● **Instruction A**
Using the passage on science education in Botswana, decide whether each statement agrees with it: (i) almost all science careers in Botswana are classed as scarce skilled careers; (ii) the students interviewed said they had no interest in science subjects; (iii) some universities in America have raised their requirements for science students. Answer yes or no for each, quoting the words from the passage that decide it.
● **Instruction B**
According to the passage on science education in Botswana, why does the government pay science professionals a little extra?
● **Instruction C**
Extend the passage on science education in Botswana, picking up after its final sentence.

It is perhaps interesting to note that while it is not all science subjects have dismal performance it is at the same time a cause for concern as government is trying to strengthen science and heighten interest in science as a base for economic diversification and a direct tackle to the existing skills mismatch.
Research not only in Botswana but worldwide has over the time revealed that society tend to have a negative attitude and perception towards Mathematics and Science which end up translating in the number of students with interests to pursue maths and science related courses at tertiary institutions.
In Botswana, in fact almost all careers falling under the science sector have been categorised as scarce skilled careers, and thus government has to pay professionals a little extra as incentives to attract them into the industry.
However a number of students who this publication interviewed recently revealed that they have interest in pursuing science related subjects. Most indicated that due to access to career guidance in their respective schools they had been able to have a change of heart and are now willing to give a career in science related fields a shot.
With the advent of technology, advice on selecting courses in science and math, are vastly available online and on other platforms hence students no longer have to rely on their teachers to know whether they can give science related courses a try.
Institutions offering science related courses are also coming up with ways to increase and attract more numbers of students to venture into science and change negative perception towards science. In America for example some universities have lowered the high requirements that were initially demanded of aspiring students of science.

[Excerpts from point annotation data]
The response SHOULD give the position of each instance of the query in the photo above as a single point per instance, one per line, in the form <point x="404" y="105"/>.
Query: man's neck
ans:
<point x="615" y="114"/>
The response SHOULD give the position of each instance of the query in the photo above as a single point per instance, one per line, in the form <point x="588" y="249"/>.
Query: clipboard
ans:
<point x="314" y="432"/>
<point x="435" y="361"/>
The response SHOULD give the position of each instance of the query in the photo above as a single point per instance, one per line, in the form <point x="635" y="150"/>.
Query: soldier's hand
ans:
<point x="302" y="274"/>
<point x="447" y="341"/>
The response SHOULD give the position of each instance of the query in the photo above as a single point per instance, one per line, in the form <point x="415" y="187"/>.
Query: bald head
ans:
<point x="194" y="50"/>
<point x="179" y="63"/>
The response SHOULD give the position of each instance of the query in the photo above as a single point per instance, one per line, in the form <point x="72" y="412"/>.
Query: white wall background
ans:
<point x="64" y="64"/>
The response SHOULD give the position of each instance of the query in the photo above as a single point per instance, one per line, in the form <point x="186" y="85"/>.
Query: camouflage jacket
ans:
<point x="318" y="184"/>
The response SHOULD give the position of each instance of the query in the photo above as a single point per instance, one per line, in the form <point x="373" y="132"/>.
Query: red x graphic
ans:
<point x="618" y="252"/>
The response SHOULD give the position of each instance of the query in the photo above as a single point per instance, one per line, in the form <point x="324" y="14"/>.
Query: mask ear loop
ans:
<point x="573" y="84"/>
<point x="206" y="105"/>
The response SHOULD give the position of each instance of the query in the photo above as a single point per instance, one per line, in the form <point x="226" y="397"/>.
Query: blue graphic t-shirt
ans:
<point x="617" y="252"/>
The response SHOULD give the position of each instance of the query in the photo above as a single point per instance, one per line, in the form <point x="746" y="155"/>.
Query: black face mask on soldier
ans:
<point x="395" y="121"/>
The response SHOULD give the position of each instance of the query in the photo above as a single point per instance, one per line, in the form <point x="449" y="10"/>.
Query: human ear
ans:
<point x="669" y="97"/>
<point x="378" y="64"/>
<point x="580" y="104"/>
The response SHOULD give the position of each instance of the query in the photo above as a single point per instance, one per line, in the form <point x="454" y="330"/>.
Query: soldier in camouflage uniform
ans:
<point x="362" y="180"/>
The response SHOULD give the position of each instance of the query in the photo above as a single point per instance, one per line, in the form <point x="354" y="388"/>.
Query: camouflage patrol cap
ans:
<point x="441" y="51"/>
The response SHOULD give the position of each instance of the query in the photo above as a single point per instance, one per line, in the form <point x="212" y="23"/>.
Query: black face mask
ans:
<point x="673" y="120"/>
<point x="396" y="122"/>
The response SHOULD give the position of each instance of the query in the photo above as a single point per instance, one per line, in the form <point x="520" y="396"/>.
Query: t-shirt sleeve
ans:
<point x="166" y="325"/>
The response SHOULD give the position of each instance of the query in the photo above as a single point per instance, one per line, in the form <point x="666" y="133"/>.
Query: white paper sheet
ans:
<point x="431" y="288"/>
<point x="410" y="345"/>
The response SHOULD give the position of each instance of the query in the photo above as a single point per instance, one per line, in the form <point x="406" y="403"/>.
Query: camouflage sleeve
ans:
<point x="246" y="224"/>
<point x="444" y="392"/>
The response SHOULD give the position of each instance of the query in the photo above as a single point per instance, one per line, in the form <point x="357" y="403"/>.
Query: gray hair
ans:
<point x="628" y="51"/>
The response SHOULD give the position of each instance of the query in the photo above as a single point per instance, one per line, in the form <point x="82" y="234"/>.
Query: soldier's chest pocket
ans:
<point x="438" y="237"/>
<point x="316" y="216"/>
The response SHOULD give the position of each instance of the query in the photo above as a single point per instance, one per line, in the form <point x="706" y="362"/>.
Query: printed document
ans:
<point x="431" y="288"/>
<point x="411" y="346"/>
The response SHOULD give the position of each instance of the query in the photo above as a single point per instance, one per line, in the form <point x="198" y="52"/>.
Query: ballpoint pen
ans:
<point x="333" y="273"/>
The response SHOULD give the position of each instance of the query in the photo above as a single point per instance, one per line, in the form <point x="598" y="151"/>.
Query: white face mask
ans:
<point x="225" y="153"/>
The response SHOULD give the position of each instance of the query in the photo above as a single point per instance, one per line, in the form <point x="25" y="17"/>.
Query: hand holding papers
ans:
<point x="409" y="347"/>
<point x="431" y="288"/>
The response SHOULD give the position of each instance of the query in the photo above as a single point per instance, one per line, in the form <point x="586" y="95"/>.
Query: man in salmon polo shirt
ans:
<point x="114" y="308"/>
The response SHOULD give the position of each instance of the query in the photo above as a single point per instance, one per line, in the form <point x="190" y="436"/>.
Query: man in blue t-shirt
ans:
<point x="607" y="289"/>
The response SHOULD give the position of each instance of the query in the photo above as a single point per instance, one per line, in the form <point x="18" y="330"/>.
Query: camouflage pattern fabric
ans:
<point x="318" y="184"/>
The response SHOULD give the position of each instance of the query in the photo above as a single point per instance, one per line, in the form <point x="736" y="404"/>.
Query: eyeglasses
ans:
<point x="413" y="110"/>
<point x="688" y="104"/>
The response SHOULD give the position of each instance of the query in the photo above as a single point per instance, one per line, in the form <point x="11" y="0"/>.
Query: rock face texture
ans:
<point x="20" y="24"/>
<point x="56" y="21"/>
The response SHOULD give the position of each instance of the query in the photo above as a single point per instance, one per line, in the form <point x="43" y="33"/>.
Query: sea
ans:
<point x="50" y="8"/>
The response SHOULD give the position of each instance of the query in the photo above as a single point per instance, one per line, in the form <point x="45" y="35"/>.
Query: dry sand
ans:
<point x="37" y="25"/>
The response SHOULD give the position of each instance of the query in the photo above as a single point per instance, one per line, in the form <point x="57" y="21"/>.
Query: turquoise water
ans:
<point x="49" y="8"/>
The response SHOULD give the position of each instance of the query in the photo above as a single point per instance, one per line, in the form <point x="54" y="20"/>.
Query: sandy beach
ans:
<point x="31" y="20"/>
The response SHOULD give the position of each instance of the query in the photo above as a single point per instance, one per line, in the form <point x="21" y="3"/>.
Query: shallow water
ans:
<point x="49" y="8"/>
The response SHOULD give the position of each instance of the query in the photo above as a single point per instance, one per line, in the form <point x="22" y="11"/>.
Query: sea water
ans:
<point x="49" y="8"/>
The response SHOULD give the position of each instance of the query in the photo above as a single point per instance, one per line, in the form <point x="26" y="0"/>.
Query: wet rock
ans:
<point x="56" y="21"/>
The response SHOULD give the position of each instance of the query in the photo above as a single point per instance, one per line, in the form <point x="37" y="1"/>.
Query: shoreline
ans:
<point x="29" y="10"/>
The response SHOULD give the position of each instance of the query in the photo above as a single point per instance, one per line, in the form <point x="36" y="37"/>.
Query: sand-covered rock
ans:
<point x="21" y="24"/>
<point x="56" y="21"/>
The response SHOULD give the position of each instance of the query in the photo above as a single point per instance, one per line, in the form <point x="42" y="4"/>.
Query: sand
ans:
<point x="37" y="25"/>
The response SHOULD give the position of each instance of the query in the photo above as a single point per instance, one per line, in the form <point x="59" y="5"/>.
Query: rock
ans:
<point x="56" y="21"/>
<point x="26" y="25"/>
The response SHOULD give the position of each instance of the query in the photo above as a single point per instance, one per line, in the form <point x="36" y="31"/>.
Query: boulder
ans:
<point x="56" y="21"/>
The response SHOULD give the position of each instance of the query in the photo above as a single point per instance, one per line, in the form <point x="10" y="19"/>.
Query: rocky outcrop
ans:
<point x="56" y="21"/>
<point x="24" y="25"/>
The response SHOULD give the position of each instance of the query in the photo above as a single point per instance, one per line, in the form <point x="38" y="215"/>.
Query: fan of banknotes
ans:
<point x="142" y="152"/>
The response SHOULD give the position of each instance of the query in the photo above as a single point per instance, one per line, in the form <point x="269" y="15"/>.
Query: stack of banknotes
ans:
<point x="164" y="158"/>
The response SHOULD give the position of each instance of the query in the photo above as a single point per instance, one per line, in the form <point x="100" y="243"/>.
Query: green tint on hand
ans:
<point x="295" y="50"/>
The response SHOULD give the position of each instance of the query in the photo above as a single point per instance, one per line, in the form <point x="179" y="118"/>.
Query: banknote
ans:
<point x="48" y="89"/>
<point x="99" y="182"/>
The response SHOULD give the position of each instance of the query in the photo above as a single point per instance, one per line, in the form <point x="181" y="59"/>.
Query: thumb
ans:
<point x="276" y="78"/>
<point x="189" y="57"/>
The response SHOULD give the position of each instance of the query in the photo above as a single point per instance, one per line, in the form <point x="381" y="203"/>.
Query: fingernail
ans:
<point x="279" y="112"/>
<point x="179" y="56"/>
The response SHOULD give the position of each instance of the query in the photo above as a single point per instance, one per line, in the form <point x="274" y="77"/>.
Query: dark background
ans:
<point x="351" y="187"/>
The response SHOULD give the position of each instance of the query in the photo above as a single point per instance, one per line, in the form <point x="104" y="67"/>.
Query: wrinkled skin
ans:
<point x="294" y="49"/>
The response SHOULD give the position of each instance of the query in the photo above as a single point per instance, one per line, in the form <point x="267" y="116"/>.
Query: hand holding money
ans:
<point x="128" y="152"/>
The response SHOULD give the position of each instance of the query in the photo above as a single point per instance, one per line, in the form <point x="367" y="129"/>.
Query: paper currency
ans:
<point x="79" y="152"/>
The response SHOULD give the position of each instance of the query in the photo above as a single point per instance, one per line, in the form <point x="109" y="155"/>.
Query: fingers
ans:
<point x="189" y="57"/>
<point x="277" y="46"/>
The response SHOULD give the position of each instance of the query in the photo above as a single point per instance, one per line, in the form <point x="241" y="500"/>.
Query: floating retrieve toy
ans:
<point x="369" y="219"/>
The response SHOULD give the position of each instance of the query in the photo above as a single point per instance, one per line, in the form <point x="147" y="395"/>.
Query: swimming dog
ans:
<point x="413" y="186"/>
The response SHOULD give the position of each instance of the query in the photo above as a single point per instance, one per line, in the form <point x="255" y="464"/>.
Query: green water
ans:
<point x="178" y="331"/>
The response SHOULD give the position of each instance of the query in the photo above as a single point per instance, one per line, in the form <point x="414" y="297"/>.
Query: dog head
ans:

● **Task output A**
(i) Yes: "almost all careers falling under the science sector have been categorised as scarce skilled careers"
(ii) No: "they have interest in pursuing science related subjects"
(iii) No: "some universities have lowered the high requirements that were initially demanded of aspiring students of science"

● **Task output B**
It does so as an incentive to attract them into the industry.

● **Task output C**
The revised national policy on education (1994) highlights the value of science and technology in the education system. Motlhabane said Africa Science Circus will thus provide a vehicle for achievement of the said national policy.
He explained that BIUST through this initiative will reach out to the ordinary Motswana especially in the rural areas who in most cases are the worst affected by misconceptions related to science and technology. After the first phase of the tour is concluded, the university will then embark on another tour on dates to be communicated.
BIUST Marketing & Communications Manager Keoagile Rafifing explained that though they had partnered with the above mentioned Australian institutions, BIUST has entered into Memorandums of Understanding with several other science and technology based institutions locally, regionally and internationally. “It is imperative for us to form such partnership especially because our focus is more on research based training,” he said.